● Given exercise a
Rescale the records from the line containing "Annotate red brick." through the end of the records, both lines included. Rewrite each of those lines, requests included, multiplying every bounding-box coordinate in the answers by 2.05 and rounding to whole numbers with halves rounded up, and leave the requests and their format samples unchanged.

● Text
— Start —
RP clearly is a 6D2 successor

Except it's not. The RP was a new class of budget FF digital camera. The very first from Canon. The 6-Series has always been mid-grade and the 5-Series evolved from upper mid-grade with the 5D Mark II to pro-grade with the 5D Mark III (which was essentially a non-gripped 1Ds Mark IV).

The EOS R was a mirrorless 6D Mark II with a 5D Mark IV sensor. That's how Roger Cicala described it. Insisting the EOS R was a 5-Series body because it has a sensor formerly used in the 5D Mark IV is about as ridiculous as claiming the R6 is a 1-Series body because it has the same sensor as the 1D X Mark III.

There's probably an argument that the R8 also exists to placate those who used to buy the x0D series as well. Maybe it does double duty?

In that analogy the RP is the FF 77D. (The 77D is slightly more camera than a Rebel, slightly less camera than an xOD, the RP is slightly more camera than a FF Rebel, slightly less than a 6-Series.)
— End —
● Given exercise b
Extend the discussion of Canon's camera lineup beyond its last sentence.

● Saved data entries
— Start —
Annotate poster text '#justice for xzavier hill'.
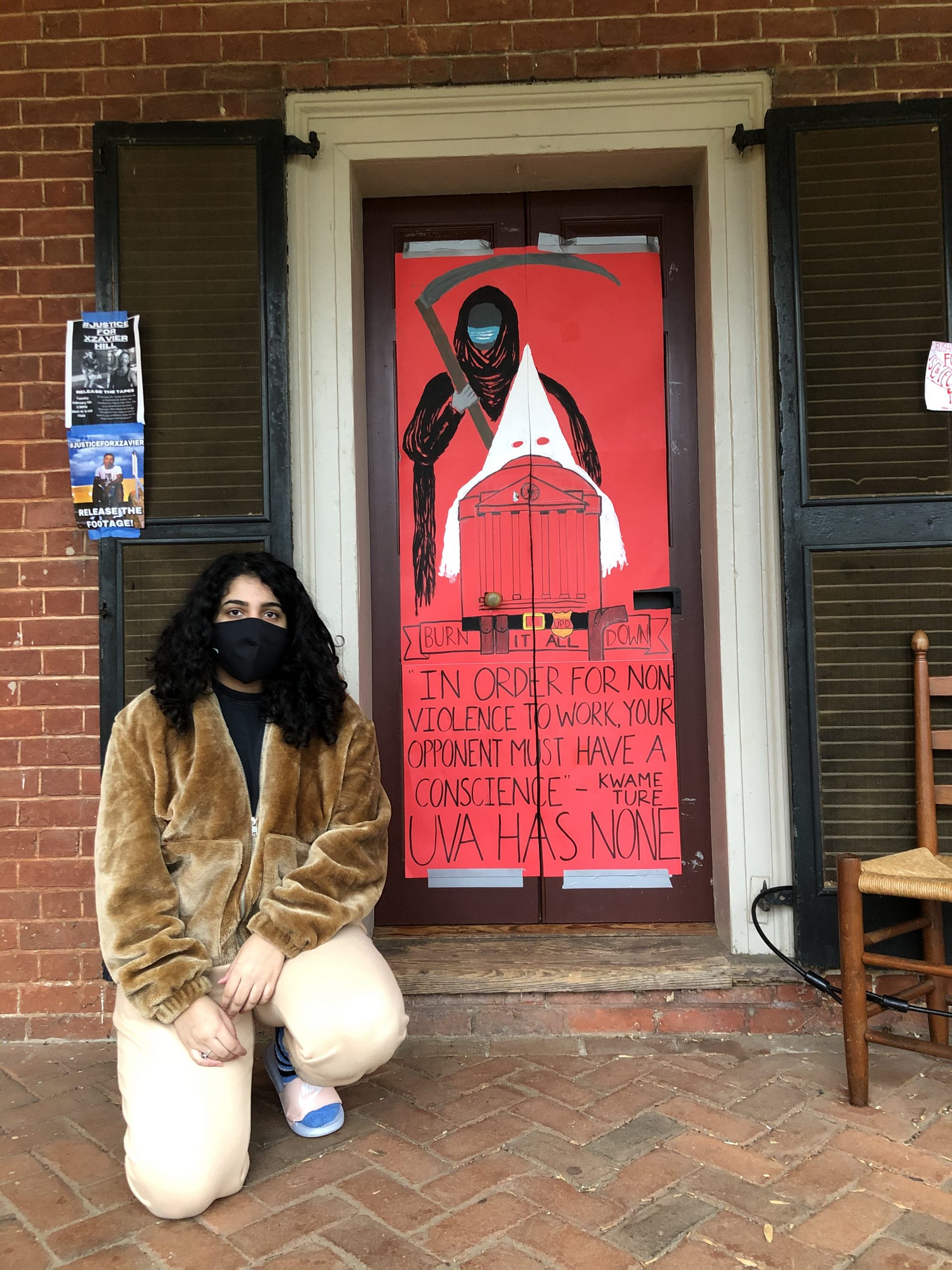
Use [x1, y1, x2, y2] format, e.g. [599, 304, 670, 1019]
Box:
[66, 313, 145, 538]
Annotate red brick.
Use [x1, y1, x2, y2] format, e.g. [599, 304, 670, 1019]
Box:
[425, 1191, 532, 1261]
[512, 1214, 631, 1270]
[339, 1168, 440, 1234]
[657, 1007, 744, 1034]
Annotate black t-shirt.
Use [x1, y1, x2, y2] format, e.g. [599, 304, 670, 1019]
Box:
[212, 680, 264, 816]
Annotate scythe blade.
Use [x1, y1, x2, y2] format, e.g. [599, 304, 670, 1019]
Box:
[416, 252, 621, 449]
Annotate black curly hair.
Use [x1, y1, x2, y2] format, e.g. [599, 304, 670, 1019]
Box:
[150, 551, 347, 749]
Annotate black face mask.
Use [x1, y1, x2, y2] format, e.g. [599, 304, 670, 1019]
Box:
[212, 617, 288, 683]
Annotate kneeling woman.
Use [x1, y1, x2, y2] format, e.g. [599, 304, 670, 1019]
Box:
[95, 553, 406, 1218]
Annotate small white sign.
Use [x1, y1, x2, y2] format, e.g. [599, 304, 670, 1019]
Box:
— End —
● Reply a
Annotate red brick.
Use [x1, y1, x2, y2] format, e.g. [599, 304, 670, 1019]
Box:
[871, 2442, 1091, 2585]
[1050, 2489, 1294, 2604]
[695, 2394, 902, 2530]
[1347, 2064, 1525, 2120]
Annotate black t-shirt.
Use [x1, y1, x2, y2] format, e.g. [599, 304, 670, 1019]
Box:
[435, 1394, 541, 1673]
Annotate scythe blade.
Use [x1, y1, x2, y2] format, e.g. [599, 304, 670, 1019]
Box:
[853, 517, 1273, 920]
Annotate black curly hair.
Use [x1, y1, x2, y2] format, e.g. [599, 304, 670, 1019]
Box:
[308, 1130, 711, 1535]
Annotate black face mask.
Use [x1, y1, x2, y2] format, e.g. [599, 304, 670, 1019]
Box:
[435, 1265, 590, 1400]
Annotate kneeling woman.
Use [x1, y1, x2, y2] format, e.g. [599, 304, 670, 1019]
Box:
[195, 1134, 832, 2497]
Annotate small white sign.
Use [x1, y1, x2, y2] format, e.g. [599, 304, 670, 1019]
Box:

● Reply b
Having owned the 80D (well, it was my wife's and now my son's), I felt it was a fun, geeky, and relatively affordable alternative to the much more expensive full frames: it gave the "feel" of an "upscale camera" as seen in the hands of the well-heeled out on holiday, like that stranger who steps onto a float plane in Alaska with their 5Dx amidst the sea of people clutching their Best Buy bodies.

:LOL: :D:LOL::D:LOL::D

Maybe the 7D Mark II, because when looking through the viewfinder it looked like a 5-Series, or even 1-Series VF, and it did feel like a 5-Series camera when shooting with it.

But no one "stepping onto a float plane in Alaska" is mistaking a 7D or xoD for a 5-Series body "amidst a sea of Big Box store bodies." (By the way, plenty of people bought early 5-Series bodies at Best Buy. I bought a 50D body at Best Buy once upon a time when I needed it faster than FedEx could get it from B&H to me.)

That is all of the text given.